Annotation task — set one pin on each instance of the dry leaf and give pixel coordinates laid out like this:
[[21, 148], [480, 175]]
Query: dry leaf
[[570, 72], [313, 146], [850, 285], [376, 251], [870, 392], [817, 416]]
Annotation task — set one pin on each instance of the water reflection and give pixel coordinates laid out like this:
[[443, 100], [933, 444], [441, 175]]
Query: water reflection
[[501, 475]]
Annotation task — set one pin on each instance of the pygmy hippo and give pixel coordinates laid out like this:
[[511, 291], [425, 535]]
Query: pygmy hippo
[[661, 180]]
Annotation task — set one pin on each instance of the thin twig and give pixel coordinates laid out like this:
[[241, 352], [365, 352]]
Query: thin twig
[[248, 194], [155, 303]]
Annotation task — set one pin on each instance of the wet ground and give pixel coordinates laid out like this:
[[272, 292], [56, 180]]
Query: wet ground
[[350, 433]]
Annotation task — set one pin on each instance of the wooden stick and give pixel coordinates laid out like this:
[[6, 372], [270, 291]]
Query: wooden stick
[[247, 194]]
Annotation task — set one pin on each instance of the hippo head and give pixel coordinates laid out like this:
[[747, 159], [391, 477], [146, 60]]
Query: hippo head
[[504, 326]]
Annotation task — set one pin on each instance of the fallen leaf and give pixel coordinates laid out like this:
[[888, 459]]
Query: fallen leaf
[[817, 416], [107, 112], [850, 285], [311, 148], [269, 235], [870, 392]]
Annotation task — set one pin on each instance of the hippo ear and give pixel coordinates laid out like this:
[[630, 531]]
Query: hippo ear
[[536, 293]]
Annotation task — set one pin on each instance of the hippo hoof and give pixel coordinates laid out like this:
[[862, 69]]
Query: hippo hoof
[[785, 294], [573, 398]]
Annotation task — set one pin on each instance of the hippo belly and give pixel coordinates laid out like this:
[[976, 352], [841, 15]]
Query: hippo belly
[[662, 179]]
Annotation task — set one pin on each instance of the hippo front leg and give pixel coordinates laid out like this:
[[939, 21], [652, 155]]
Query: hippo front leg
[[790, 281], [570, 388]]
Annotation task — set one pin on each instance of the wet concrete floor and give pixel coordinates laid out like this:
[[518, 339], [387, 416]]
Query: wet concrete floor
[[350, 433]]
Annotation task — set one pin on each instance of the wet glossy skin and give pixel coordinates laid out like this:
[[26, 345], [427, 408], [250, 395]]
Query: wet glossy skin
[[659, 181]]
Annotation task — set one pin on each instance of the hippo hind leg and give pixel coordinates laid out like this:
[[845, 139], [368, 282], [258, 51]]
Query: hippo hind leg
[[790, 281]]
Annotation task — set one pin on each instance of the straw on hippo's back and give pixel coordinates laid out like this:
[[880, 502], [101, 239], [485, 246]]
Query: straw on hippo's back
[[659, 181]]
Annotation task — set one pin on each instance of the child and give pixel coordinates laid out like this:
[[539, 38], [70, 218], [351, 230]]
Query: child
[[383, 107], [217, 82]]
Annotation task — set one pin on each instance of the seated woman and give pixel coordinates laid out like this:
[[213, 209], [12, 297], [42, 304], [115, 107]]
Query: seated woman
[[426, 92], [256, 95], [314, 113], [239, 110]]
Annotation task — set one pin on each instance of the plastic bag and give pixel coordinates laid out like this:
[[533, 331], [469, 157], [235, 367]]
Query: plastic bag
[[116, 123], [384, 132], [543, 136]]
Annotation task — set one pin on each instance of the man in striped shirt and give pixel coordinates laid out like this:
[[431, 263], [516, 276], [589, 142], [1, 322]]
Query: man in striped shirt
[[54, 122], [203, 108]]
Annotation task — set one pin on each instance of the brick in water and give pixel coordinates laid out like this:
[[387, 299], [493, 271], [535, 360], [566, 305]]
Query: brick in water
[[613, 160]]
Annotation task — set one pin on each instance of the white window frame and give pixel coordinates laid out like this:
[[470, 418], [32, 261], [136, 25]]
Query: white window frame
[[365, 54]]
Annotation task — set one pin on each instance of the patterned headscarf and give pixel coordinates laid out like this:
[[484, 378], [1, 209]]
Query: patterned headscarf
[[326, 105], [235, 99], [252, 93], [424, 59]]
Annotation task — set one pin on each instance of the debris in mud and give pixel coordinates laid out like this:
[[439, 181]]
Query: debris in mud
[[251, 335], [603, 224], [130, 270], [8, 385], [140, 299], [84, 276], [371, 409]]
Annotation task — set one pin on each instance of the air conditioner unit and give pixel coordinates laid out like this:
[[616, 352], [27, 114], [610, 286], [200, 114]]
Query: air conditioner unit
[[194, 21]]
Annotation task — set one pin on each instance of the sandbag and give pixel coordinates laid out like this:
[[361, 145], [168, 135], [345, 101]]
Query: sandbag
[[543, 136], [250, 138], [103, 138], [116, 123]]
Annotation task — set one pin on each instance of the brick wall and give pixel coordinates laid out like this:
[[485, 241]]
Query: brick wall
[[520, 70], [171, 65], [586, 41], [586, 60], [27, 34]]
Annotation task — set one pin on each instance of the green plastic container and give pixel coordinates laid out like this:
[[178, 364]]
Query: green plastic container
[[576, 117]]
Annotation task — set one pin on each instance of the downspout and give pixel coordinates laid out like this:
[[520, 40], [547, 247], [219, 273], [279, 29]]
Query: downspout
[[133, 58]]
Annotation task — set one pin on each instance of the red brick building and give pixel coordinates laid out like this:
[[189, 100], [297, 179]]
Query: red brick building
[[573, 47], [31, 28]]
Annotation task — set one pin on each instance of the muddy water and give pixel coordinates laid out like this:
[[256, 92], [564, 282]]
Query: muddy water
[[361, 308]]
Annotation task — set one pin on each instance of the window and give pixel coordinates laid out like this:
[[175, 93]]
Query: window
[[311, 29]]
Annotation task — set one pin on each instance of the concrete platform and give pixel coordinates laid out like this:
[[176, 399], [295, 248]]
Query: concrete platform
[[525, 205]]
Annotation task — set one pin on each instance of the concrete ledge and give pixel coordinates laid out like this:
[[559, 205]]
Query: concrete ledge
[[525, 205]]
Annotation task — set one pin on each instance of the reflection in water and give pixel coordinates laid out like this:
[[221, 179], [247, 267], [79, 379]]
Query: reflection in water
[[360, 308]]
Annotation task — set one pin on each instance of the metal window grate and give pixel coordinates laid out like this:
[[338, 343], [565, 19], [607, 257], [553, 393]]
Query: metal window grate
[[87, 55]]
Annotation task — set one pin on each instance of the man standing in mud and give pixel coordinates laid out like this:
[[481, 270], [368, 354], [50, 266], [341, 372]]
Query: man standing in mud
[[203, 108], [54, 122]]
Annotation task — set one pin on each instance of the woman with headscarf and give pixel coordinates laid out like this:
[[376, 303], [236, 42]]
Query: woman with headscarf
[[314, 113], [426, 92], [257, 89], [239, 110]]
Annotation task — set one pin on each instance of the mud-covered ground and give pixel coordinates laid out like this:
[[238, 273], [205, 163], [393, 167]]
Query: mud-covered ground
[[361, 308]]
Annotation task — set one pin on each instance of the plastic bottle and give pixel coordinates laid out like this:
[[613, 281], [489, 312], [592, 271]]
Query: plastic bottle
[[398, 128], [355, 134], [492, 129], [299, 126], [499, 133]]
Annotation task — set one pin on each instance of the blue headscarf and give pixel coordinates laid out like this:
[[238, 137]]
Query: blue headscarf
□ □ □ □ □ □ □
Task prompt: Return the part of the listing that opens with the line containing "the wet glossy" and closes with the line containing "[[790, 281]]". Include both of those lines and reproduce every line in between without any change.

Correct answer:
Annotation task — set one pin on each instance of the wet glossy skin and give pixel coordinates laid out like this:
[[26, 345], [427, 408], [250, 395]]
Query: wet glossy skin
[[659, 181]]
Annotation task — set one pin on each instance of the hippo hind leg and give pixel coordinates laid out like this:
[[845, 139], [368, 282], [258, 51]]
Query: hippo hind leg
[[790, 281]]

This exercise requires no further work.